■ **Pointing and labeling items**:
——————————

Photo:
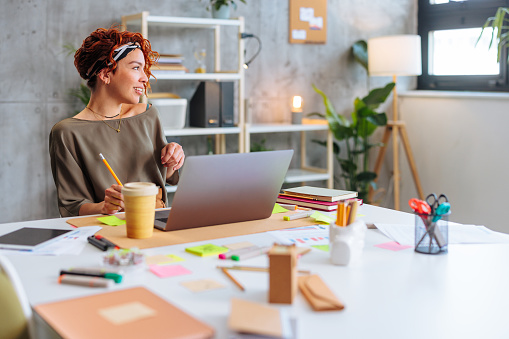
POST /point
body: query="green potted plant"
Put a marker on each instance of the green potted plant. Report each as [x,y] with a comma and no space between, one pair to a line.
[499,25]
[221,8]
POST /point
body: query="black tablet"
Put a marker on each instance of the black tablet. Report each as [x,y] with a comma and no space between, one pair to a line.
[28,238]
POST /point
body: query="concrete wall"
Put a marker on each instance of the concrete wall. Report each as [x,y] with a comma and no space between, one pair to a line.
[37,74]
[460,143]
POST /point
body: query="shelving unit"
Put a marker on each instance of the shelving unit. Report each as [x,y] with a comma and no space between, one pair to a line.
[244,131]
[305,173]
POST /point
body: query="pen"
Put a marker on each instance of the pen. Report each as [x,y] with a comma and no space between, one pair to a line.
[251,254]
[109,168]
[229,254]
[299,215]
[113,276]
[225,271]
[85,281]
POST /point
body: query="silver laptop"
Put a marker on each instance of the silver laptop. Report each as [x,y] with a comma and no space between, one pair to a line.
[225,188]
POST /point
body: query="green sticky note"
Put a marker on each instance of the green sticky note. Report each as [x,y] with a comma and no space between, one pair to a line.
[278,209]
[324,248]
[322,218]
[207,250]
[111,220]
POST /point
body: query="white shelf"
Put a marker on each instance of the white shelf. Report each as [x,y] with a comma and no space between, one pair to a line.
[299,175]
[188,131]
[162,75]
[184,22]
[272,128]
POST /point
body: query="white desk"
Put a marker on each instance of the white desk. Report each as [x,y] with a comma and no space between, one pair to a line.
[463,294]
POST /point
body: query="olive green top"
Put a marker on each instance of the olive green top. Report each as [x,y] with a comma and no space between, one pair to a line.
[134,154]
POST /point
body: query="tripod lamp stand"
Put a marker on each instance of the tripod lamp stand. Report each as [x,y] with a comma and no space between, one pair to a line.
[397,55]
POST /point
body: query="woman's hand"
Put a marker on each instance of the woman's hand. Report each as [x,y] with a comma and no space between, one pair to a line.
[172,156]
[113,200]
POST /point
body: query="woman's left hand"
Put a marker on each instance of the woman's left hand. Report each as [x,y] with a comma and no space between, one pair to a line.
[172,156]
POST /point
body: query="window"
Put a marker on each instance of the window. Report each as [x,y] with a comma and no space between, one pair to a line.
[451,56]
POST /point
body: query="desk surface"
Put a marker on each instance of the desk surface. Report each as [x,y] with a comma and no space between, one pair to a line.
[387,294]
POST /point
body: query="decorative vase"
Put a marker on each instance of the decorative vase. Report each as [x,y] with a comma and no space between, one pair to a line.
[222,13]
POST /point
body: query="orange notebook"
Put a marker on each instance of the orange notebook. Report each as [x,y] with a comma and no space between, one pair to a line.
[129,313]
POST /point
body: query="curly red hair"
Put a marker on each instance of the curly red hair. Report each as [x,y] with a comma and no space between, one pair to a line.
[101,44]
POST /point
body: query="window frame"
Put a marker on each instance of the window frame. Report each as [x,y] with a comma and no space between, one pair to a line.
[458,15]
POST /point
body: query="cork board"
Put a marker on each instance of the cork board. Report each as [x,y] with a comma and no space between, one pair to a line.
[308,22]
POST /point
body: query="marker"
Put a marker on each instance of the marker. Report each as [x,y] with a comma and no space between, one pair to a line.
[109,168]
[299,215]
[229,254]
[113,276]
[251,254]
[85,281]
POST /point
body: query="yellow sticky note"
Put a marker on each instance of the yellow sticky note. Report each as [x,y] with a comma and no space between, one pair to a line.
[111,220]
[322,218]
[278,209]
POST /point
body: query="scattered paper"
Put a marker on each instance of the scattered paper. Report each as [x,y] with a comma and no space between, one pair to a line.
[112,220]
[126,313]
[163,259]
[303,236]
[166,271]
[458,234]
[202,285]
[278,209]
[393,246]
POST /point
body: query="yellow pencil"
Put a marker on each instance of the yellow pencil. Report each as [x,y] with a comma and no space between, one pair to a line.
[109,168]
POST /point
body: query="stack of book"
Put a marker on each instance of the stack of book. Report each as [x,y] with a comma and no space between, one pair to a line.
[323,199]
[170,63]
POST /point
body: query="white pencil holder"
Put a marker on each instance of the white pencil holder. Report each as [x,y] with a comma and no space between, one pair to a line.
[346,243]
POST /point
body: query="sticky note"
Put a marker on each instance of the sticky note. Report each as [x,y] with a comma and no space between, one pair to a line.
[322,218]
[393,246]
[202,285]
[126,313]
[324,248]
[162,259]
[206,250]
[278,209]
[111,220]
[166,271]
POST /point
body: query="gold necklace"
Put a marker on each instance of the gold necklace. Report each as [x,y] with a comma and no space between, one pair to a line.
[99,116]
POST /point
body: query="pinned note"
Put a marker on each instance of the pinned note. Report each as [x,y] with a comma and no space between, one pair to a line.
[206,250]
[278,209]
[166,271]
[111,220]
[163,259]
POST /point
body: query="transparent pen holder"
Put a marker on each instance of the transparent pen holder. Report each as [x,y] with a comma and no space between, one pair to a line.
[431,233]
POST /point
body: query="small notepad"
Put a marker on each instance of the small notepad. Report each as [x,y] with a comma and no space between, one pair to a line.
[207,250]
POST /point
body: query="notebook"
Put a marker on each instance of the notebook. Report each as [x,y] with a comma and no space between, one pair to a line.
[129,313]
[225,188]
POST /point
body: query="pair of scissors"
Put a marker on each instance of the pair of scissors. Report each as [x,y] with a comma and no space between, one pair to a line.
[439,205]
[419,206]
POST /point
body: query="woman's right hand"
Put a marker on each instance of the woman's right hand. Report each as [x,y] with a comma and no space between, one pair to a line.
[113,200]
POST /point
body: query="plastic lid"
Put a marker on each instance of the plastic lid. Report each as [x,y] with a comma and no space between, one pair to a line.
[139,189]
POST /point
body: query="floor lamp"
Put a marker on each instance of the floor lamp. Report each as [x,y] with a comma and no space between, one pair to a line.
[396,55]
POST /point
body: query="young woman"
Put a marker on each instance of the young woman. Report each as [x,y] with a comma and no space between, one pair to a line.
[116,66]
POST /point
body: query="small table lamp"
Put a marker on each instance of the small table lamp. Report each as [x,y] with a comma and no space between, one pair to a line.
[396,55]
[297,103]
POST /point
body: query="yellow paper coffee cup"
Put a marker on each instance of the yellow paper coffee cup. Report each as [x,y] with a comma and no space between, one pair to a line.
[140,204]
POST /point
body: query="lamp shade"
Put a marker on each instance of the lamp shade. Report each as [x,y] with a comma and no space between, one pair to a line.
[395,55]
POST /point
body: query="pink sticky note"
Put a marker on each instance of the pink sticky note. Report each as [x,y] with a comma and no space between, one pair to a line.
[393,246]
[165,271]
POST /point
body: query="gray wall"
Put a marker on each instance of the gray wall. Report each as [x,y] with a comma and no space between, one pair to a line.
[37,73]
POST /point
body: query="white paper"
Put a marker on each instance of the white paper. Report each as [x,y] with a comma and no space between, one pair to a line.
[71,244]
[458,234]
[303,236]
[298,34]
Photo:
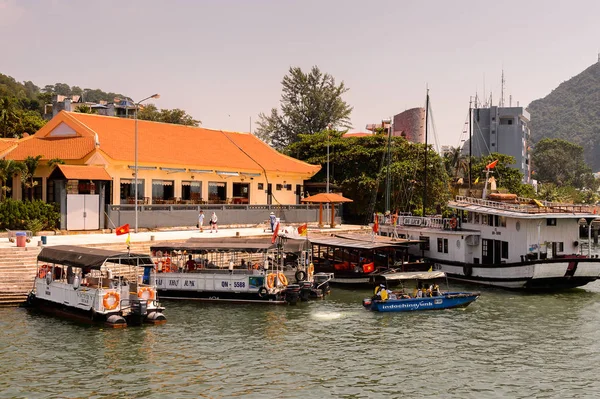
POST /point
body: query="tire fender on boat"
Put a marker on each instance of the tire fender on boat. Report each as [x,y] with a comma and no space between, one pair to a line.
[467,270]
[300,275]
[262,292]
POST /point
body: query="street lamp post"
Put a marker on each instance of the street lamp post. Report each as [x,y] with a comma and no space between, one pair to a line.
[137,105]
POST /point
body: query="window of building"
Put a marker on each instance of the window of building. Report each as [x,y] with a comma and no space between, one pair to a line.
[36,189]
[424,243]
[443,245]
[241,193]
[217,192]
[128,191]
[504,250]
[162,190]
[191,191]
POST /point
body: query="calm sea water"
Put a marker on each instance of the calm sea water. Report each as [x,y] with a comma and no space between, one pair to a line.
[506,344]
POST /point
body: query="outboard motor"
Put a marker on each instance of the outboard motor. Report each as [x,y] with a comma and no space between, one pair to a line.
[292,293]
[139,308]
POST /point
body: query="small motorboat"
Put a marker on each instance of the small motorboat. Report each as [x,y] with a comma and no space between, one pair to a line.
[424,297]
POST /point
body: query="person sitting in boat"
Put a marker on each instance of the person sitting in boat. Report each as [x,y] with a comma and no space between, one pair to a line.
[381,293]
[190,264]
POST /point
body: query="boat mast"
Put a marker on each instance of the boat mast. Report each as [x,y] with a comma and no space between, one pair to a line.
[470,140]
[425,166]
[387,178]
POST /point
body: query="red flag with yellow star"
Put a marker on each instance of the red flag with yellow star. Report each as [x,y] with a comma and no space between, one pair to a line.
[122,229]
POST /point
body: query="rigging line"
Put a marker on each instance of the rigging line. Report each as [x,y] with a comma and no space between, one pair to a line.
[375,191]
[256,162]
[437,146]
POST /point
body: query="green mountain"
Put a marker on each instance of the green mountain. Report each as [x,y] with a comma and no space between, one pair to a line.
[572,112]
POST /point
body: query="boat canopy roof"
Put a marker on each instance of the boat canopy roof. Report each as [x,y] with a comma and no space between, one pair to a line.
[93,258]
[412,275]
[211,245]
[347,243]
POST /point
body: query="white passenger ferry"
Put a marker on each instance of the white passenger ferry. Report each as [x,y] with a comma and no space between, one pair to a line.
[227,270]
[95,285]
[505,241]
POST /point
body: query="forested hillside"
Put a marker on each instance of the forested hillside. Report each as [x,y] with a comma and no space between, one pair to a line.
[572,112]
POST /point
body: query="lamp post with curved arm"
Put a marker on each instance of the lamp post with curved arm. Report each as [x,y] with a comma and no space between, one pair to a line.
[137,105]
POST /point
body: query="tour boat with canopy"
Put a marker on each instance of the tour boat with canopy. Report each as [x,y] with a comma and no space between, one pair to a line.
[95,285]
[354,259]
[426,294]
[225,270]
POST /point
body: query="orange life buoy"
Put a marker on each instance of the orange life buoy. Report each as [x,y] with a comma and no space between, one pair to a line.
[453,223]
[111,300]
[146,293]
[270,280]
[282,278]
[44,269]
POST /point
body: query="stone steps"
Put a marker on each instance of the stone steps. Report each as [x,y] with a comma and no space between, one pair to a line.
[19,265]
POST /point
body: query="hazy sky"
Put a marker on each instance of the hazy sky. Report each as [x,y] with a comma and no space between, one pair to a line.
[223,61]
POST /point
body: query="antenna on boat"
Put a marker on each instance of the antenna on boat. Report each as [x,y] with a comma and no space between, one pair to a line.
[425,166]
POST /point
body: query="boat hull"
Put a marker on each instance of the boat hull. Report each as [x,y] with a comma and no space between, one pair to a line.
[446,301]
[221,296]
[539,275]
[114,320]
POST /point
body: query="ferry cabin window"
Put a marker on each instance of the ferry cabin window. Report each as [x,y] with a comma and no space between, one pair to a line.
[443,245]
[502,221]
[504,250]
[484,248]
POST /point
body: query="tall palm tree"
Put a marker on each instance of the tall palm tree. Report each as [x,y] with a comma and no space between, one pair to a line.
[8,168]
[31,164]
[8,115]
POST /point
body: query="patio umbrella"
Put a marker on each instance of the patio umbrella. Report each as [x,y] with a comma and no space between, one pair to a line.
[326,198]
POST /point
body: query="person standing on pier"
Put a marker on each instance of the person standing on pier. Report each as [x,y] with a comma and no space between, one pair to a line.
[213,223]
[201,220]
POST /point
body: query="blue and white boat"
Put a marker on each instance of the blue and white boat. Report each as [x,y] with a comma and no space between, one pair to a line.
[424,297]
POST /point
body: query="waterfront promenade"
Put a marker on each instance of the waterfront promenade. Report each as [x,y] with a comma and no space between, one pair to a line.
[18,264]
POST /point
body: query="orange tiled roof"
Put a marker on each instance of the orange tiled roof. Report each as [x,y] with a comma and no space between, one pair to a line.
[76,172]
[159,143]
[6,144]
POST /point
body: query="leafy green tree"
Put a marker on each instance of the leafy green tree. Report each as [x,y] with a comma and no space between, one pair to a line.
[8,168]
[9,116]
[84,109]
[176,116]
[310,103]
[27,175]
[30,122]
[358,166]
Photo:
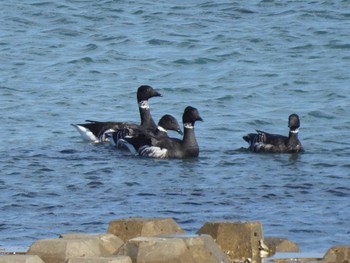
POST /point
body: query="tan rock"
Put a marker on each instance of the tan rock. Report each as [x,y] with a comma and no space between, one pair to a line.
[241,241]
[138,226]
[115,259]
[20,259]
[59,250]
[338,254]
[109,243]
[278,244]
[175,249]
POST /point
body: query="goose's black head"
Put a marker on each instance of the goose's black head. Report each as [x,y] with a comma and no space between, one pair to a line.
[293,122]
[146,92]
[169,122]
[191,115]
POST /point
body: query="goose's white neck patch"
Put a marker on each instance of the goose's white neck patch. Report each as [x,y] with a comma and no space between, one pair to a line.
[144,104]
[161,129]
[295,131]
[188,126]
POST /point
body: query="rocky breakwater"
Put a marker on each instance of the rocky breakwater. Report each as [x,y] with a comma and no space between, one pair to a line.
[162,240]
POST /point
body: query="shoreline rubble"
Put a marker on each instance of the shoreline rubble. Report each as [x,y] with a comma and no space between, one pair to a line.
[158,240]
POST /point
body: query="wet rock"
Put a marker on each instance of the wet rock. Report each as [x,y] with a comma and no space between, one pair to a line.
[116,259]
[174,249]
[138,226]
[20,259]
[109,243]
[58,250]
[278,244]
[241,241]
[338,254]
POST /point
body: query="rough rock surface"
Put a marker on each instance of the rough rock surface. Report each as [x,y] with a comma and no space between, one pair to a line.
[138,226]
[239,240]
[175,249]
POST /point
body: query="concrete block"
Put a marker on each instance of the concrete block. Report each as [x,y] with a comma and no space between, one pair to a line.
[175,249]
[59,250]
[278,244]
[138,226]
[239,240]
[109,243]
[115,259]
[20,259]
[337,254]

——————————

■ **The request**: Please extract every line of the items above that contains the word "tour", matching case exactly.

■ **Solution to the problem**:
body: query="tour boat with canopy"
Put a marker on each instance of the tour boat with canopy. Report each as [x,y] with a comma and no space between, one pair to a line.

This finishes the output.